» **Short exercise**: Quote exactly the lines running from the line with "on fish in the picture above?" to the end of the entries, including both, and nothing else.

** Begin Entries supplied **

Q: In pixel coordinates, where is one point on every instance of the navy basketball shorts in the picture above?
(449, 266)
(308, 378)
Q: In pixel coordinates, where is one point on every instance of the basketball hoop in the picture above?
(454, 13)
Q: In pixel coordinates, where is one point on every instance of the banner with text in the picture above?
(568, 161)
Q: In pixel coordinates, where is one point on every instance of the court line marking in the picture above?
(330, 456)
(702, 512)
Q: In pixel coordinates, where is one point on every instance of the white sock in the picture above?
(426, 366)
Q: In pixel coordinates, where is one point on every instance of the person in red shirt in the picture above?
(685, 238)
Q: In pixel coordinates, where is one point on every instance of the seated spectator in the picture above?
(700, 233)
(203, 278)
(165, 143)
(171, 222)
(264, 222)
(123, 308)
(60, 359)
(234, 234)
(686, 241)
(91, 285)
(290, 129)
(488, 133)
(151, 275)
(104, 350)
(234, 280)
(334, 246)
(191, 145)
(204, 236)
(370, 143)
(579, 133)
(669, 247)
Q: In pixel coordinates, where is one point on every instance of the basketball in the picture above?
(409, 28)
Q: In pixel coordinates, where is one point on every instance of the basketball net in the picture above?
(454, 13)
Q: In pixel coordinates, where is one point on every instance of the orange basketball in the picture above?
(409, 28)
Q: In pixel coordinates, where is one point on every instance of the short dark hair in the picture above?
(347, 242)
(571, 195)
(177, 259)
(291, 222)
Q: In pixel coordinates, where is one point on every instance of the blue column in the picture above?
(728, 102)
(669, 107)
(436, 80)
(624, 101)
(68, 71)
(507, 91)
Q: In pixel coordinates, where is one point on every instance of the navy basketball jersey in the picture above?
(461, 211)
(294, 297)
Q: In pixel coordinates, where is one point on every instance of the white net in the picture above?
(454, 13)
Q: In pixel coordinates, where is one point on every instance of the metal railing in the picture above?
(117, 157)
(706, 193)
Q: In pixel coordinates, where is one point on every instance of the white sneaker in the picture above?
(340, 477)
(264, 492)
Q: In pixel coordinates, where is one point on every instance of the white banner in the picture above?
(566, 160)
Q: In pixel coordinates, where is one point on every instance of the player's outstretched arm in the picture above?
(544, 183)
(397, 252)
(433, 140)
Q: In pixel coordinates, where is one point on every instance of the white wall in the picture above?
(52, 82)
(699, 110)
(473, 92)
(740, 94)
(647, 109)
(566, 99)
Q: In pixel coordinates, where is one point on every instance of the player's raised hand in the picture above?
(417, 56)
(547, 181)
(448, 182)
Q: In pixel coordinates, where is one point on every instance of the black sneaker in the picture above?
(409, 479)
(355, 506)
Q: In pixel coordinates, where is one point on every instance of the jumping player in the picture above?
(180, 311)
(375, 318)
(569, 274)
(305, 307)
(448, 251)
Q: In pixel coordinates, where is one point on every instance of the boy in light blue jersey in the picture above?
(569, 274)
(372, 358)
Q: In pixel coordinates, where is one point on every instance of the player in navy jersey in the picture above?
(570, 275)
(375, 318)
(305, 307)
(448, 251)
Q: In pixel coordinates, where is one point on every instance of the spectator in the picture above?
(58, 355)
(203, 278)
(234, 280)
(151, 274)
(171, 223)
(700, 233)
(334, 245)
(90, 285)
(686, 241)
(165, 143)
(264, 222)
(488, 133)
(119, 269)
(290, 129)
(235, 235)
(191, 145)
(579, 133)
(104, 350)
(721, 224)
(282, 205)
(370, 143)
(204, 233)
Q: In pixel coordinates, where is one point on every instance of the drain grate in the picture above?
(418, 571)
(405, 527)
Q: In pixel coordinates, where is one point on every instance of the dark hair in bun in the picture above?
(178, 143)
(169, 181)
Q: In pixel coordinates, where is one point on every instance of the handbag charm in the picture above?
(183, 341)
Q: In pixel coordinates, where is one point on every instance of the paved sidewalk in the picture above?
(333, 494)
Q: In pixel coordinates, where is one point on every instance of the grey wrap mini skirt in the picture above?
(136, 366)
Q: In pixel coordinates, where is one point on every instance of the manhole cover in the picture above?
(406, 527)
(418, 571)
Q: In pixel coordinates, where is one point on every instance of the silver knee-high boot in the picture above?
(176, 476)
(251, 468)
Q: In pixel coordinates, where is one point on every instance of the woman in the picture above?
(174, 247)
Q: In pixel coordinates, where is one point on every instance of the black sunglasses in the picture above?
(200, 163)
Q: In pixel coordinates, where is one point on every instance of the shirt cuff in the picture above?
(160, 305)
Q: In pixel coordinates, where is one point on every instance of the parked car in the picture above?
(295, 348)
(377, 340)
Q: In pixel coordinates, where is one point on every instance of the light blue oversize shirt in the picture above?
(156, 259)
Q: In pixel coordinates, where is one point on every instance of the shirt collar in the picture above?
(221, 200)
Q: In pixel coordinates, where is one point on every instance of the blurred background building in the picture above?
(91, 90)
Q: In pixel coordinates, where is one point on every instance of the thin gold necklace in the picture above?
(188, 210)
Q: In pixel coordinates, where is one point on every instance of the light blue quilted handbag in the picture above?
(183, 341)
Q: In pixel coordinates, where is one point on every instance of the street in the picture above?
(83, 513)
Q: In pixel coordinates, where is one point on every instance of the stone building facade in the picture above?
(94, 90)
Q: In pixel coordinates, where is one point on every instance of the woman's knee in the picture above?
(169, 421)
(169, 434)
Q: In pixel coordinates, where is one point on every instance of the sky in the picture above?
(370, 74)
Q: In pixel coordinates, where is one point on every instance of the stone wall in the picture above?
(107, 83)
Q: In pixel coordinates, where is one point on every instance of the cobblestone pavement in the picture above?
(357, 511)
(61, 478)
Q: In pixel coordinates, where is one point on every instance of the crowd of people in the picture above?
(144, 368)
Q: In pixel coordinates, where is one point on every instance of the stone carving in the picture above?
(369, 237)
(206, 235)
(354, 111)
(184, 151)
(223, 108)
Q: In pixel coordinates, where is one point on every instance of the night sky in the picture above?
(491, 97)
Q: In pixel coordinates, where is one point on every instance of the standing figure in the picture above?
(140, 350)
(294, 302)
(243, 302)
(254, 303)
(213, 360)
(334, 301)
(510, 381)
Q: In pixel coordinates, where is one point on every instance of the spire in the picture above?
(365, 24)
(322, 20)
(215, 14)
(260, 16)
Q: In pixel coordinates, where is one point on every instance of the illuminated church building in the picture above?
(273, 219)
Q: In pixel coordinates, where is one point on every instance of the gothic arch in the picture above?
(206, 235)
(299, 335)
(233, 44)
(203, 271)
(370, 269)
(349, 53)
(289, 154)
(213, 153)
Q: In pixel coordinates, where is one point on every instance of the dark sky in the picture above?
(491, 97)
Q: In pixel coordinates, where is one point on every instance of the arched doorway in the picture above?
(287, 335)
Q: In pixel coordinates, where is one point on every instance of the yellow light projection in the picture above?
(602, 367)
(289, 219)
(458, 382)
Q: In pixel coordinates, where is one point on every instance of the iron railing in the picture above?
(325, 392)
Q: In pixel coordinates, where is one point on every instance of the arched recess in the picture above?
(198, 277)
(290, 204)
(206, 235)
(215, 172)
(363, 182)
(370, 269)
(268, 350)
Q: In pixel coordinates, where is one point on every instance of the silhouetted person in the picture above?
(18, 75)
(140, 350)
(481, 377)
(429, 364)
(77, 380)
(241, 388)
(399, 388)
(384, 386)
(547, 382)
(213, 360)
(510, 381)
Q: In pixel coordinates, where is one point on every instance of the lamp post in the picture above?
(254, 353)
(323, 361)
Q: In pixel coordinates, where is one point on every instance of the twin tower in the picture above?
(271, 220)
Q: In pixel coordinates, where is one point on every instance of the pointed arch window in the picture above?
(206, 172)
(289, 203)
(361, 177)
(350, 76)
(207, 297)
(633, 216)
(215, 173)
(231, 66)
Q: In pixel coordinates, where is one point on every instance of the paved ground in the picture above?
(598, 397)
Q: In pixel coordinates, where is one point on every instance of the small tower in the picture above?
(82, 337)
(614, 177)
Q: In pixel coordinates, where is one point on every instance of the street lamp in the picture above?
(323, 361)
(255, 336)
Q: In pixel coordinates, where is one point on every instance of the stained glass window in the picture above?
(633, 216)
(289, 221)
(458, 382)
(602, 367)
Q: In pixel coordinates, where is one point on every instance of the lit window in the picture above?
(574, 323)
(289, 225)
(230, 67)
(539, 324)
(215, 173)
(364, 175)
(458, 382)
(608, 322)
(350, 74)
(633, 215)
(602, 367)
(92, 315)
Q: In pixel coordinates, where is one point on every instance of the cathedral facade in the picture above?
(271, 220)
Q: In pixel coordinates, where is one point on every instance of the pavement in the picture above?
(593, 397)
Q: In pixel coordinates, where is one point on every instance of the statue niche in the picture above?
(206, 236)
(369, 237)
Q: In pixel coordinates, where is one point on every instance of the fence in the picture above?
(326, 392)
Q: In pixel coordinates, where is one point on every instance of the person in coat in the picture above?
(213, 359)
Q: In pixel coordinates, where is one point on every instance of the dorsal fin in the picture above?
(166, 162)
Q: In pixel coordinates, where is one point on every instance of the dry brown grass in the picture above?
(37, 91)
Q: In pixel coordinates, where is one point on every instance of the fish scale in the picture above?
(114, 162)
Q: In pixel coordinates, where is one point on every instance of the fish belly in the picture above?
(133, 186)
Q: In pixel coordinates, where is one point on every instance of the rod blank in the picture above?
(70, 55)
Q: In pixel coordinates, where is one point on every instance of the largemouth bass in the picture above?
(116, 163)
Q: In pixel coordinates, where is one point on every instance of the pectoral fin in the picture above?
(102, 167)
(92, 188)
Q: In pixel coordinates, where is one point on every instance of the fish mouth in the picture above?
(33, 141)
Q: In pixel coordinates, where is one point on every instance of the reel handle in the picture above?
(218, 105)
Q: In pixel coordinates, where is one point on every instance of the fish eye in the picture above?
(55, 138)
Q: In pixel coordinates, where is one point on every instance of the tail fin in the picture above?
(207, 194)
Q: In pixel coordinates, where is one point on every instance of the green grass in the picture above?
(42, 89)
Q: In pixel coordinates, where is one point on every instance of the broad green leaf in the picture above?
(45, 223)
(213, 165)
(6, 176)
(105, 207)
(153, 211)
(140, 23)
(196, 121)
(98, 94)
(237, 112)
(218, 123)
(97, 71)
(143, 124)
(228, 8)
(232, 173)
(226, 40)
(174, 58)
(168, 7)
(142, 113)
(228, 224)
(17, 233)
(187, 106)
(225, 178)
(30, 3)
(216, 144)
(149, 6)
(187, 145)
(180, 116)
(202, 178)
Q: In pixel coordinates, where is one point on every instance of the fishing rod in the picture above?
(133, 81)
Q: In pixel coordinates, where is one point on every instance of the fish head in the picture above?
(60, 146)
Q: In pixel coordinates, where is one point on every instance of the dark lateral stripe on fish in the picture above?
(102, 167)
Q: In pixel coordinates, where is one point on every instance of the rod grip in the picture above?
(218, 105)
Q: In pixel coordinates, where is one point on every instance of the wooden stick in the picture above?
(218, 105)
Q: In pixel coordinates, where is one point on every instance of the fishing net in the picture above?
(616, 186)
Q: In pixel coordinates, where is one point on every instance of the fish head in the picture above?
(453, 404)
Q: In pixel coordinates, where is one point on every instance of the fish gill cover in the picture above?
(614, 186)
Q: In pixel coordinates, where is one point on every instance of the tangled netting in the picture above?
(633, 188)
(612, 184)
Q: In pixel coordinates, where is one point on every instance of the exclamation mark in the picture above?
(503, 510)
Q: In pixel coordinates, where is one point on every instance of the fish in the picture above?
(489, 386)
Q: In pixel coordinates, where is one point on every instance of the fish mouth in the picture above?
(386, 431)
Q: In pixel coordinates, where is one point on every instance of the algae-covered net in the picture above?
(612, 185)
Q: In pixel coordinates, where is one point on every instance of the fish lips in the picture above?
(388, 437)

** End Entries supplied **

» **Answer to this task**:
Q: In pixel coordinates, where is one point on every instance of the dark lateral stripe on fish in the picture above?
(102, 167)
Q: In pixel coordinates, where is one point on every instance of the rod grip in the picture above?
(218, 105)
Q: In pixel coordinates, where is one point on every instance of the wooden stick in the picture above?
(218, 105)
Q: In pixel coordinates, where is one point on every instance of the fishing net in the picture above?
(616, 186)
Q: In pixel coordinates, where is one point on every instance of the fish head in the picture above?
(453, 404)
Q: In pixel coordinates, where is one point on every instance of the fish gill cover in the picture above?
(614, 186)
Q: In pixel coordinates, where is one point on every instance of the tangled netting in the picture above?
(633, 188)
(612, 184)
Q: In pixel coordinates, where is one point on every instance of the exclamation mark in the picture above?
(503, 510)
Q: In pixel coordinates, where is one point on every instance of the fish in the picture above?
(489, 386)
Q: In pixel coordinates, where is one point on every instance of the fish mouth in the picture above?
(386, 431)
Q: In pixel coordinates, where is one point on every instance of the algae-covered net in the picture above?
(612, 185)
Q: In pixel coordinates, where is one point on every instance of the fish lips in the picture above?
(388, 437)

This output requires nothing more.